Regardless of the medium of introduction, biological invasions have a considerable effect on the landscape. The goal of eliminating invasive species is not new; Plato wrote about the benefits of biotic and landscape diversity centuries ago. However, the notion of eliminating invasive species is difficult to define because there is no canonical length of time that a species must exist in a specific environment until it is no longer classified as invasive. European forestry defines plants as being archetypes if they existed in Europe before 1500 and neophytes if they arrived after 1500. This classification is still arbitrary and some species have unknown origins while others have become such key components of their landscape that they are best understood as keystone species. As a result, their removal would have an enormous impact on the landscape, but not necessarily cause a return to conditions that existed before the invasion.

Epidemic disease

A San Tribesman: Those living in dry climates have fewer intestinal parasites.

A clear relationship between nature and people is expressed through human disease. Infectious disease can thus be seen as another example of human-mediated disturbance as humans are hosts for infectious diseases. Historically, evidence of epidemic diseases is associated with the beginnings of agriculture and sedentary communities. Previously, human populations were too small and mobile for most infections to become established as chronic diseases. Permanent settlements, due to agriculture, allowed for more inter-community interaction, enabling infections to develop as specifically human pathogens.

Holistic and interdisciplinary approaches to the study of human disease have revealed a reciprocal relationship between humans and parasites. The variety of parasites found within the human body often reflects the diversity of the environment in which that individual resides. For instance, Bushmen and Australian Aborigines have half as many intestinal parasites as African and Malaysian hunter-gatherers living in a species-rich tropical rainforest. Infectious diseases can be either chronic or acute, and epidemic or endemic, impacting the population in any given community to different extents. Thus, human-mediated disturbance can either increase or decrease species diversity in a landscape, causing a corresponding change in pathogenic diversity.

Transformation of waterways

Historical ecologists postulate that landscape transformations have occurred throughout history, even before the dawn of western civilization. Human-mediated disturbances are predated by soil erosion and animals damming waterways which contributed to waterway transformations. Landscapes, in turn, were altered by waterway transformation. Historical ecology views the effects of human-mediated disturbances on waterway transformation as both subtle and drastic occurrences. Waterways have been modified by humans through the building of irrigation canals, expanding or narrowing waterways, and multiple other adjustments done for agricultural or transportation usage.

The evidence for past and present agricultural use of wetlands in Mesoamerica suggests an evolutionary sequence of landscape and waterway alteration. Pre-Columbian, indigenous agriculturalists developed capabilities with which to raise crops under a wide range of ecological conditions, giving rise to a multiplicity of altered, cultivated landscapes. The effects of waterway transformation were particularly evident in Mesoamerica, where agricultural practices ranged from swiddening to multicropped hydraulically transformed wetlands.

What you need to do:
1. Translate this sentence from the passage on landscape disturbance into Spanish: "Landscapes, in turn, were altered by waterway transformation."
2. From the passage on landscape disturbance, extract the text between "The evidence for" and "hydraulically transformed wetlands.", inclusive.

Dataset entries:

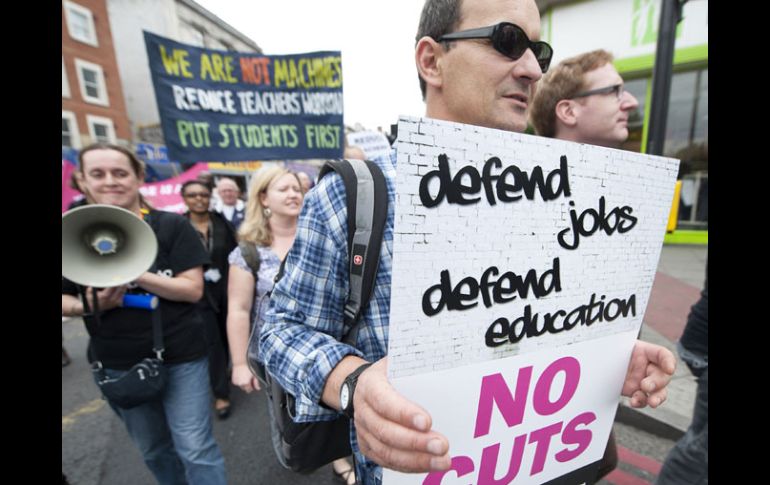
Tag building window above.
[86,115,115,143]
[61,111,80,148]
[75,59,109,106]
[64,0,99,47]
[186,26,206,47]
[61,57,71,98]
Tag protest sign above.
[383,118,678,485]
[144,32,344,162]
[348,131,390,160]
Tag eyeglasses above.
[184,192,211,199]
[438,22,553,73]
[570,84,626,101]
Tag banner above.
[383,118,678,485]
[144,32,344,162]
[139,163,208,214]
[61,160,83,214]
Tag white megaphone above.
[61,204,158,308]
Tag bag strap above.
[238,241,261,278]
[319,160,388,328]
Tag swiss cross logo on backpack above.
[350,244,366,276]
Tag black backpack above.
[240,160,388,473]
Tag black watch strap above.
[342,362,373,419]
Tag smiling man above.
[532,50,639,148]
[531,49,639,482]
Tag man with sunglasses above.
[531,49,639,148]
[260,0,675,485]
[530,49,639,482]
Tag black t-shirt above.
[62,211,210,369]
[184,211,238,313]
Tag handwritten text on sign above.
[384,118,678,485]
[388,118,677,377]
[383,332,636,485]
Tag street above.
[62,319,674,485]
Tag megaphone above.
[61,204,158,290]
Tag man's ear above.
[556,99,579,127]
[414,36,444,88]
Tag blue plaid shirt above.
[260,150,396,484]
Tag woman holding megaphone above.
[62,143,226,484]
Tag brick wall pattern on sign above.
[388,117,679,378]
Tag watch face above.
[340,382,350,409]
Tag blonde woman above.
[227,167,355,485]
[227,167,303,393]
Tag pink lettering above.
[422,456,475,485]
[556,412,596,463]
[532,357,580,416]
[473,366,532,438]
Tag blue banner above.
[144,32,345,162]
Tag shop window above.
[75,59,109,106]
[620,79,648,153]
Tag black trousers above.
[198,304,230,399]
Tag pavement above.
[615,245,708,440]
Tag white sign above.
[348,131,390,159]
[385,118,678,485]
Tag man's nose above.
[620,91,639,111]
[513,48,543,84]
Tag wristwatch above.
[340,362,372,419]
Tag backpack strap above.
[319,160,388,332]
[238,241,260,278]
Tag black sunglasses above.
[438,22,553,73]
[570,84,626,101]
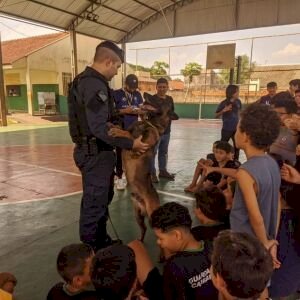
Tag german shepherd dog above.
[110,93,178,241]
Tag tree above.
[150,61,169,77]
[180,62,202,83]
[180,62,202,101]
[219,54,255,84]
[127,63,151,72]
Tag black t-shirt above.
[163,244,218,300]
[192,222,229,242]
[47,282,99,300]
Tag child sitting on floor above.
[151,202,218,300]
[47,243,97,300]
[192,187,229,243]
[211,230,273,300]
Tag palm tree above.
[180,62,202,101]
[150,61,169,77]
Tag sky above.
[0,16,300,75]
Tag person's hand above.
[132,135,149,154]
[284,114,300,131]
[198,161,214,176]
[280,164,300,184]
[264,240,281,269]
[223,104,232,112]
[108,127,131,139]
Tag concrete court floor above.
[0,120,220,300]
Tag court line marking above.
[0,190,194,206]
[0,158,81,177]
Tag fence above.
[126,33,300,118]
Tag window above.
[62,72,72,96]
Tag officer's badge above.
[97,91,108,102]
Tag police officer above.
[68,41,148,250]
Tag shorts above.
[143,267,163,300]
[269,209,300,298]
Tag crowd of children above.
[0,80,300,300]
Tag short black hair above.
[289,79,300,88]
[195,187,226,221]
[156,77,169,85]
[56,243,94,283]
[150,202,192,232]
[212,230,273,299]
[216,141,232,153]
[239,103,280,150]
[273,98,297,114]
[267,81,277,88]
[226,84,239,99]
[91,245,137,300]
[272,92,294,106]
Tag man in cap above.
[68,41,148,250]
[114,74,143,190]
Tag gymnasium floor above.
[0,120,220,300]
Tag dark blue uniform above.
[69,67,133,249]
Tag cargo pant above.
[74,145,116,250]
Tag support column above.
[26,56,34,116]
[0,33,7,126]
[121,43,127,86]
[70,24,78,79]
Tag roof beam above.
[133,0,160,13]
[29,0,127,33]
[120,0,194,43]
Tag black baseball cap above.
[97,41,124,63]
[125,74,139,89]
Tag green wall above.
[58,95,68,115]
[175,103,218,120]
[32,84,59,111]
[6,84,28,112]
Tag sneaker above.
[151,174,159,183]
[116,178,126,191]
[158,170,175,180]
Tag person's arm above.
[236,169,280,267]
[199,163,238,178]
[215,101,232,118]
[281,164,300,184]
[83,79,148,152]
[163,262,186,300]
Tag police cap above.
[125,74,139,89]
[97,41,124,63]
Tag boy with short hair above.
[204,103,281,267]
[257,81,277,105]
[192,187,229,243]
[150,202,218,300]
[269,99,298,165]
[47,243,97,300]
[150,77,178,183]
[211,230,273,300]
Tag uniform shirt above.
[257,95,274,105]
[216,99,242,131]
[269,126,298,165]
[163,244,218,300]
[153,94,174,134]
[230,154,281,239]
[114,89,143,129]
[47,282,98,300]
[0,289,12,300]
[78,67,133,149]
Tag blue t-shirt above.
[113,89,143,129]
[230,154,281,239]
[216,99,242,131]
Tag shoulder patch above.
[97,91,108,102]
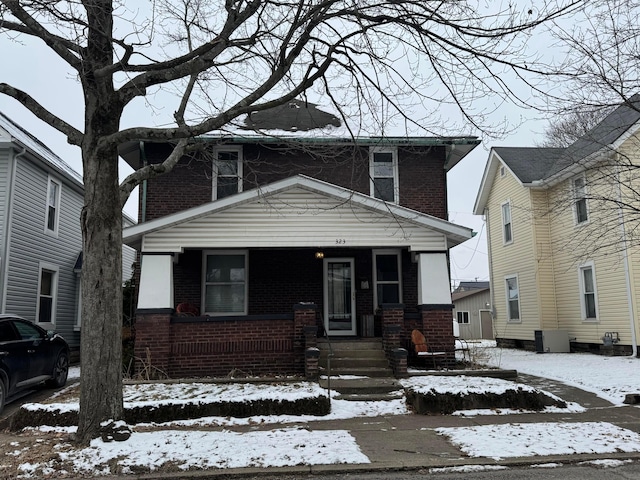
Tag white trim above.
[211,145,244,200]
[570,173,591,227]
[369,147,400,203]
[500,199,513,245]
[123,175,472,247]
[44,175,62,237]
[35,262,60,326]
[578,261,599,323]
[371,248,402,311]
[504,273,522,323]
[322,257,356,336]
[200,249,249,317]
[456,310,471,325]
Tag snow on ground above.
[470,342,640,405]
[49,428,370,474]
[11,342,640,478]
[435,422,640,460]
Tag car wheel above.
[47,352,69,388]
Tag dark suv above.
[0,315,69,412]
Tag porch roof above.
[123,175,472,252]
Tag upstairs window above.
[456,312,469,324]
[369,149,400,203]
[505,277,520,322]
[36,264,58,323]
[213,147,242,200]
[45,178,61,235]
[502,202,513,243]
[573,176,589,224]
[580,263,598,321]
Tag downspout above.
[0,145,27,313]
[139,141,147,223]
[616,158,638,357]
[484,207,496,328]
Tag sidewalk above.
[0,368,640,480]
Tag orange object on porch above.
[411,329,447,368]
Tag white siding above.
[142,189,447,252]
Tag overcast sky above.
[0,13,556,285]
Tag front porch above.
[124,176,470,377]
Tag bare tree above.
[0,0,581,443]
[539,105,612,148]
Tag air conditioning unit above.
[534,330,571,353]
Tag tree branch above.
[0,83,83,146]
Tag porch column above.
[134,255,174,379]
[138,254,175,309]
[417,253,451,305]
[418,253,455,363]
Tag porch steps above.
[318,338,402,401]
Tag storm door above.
[324,258,356,336]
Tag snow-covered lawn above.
[471,341,640,405]
[7,342,640,478]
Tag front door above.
[324,258,356,335]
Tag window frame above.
[571,174,590,226]
[578,261,599,323]
[35,262,60,325]
[200,249,249,317]
[504,274,522,323]
[44,175,62,237]
[456,310,471,325]
[211,145,244,200]
[369,147,400,204]
[500,200,513,245]
[371,248,402,310]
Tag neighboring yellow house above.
[474,95,640,356]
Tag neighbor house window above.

Solutions below:
1. A su vez, los paisajes fueron alterados por la transformación de los cursos de agua.

2.
The evidence for past and present agricultural use of wetlands in Mesoamerica suggests an evolutionary sequence of landscape and waterway alteration. Pre-Columbian, indigenous agriculturalists developed capabilities with which to raise crops under a wide range of ecological conditions, giving rise to a multiplicity of altered, cultivated landscapes. The effects of waterway transformation were particularly evident in Mesoamerica, where agricultural practices ranged from swiddening to multicropped hydraulically transformed wetlands.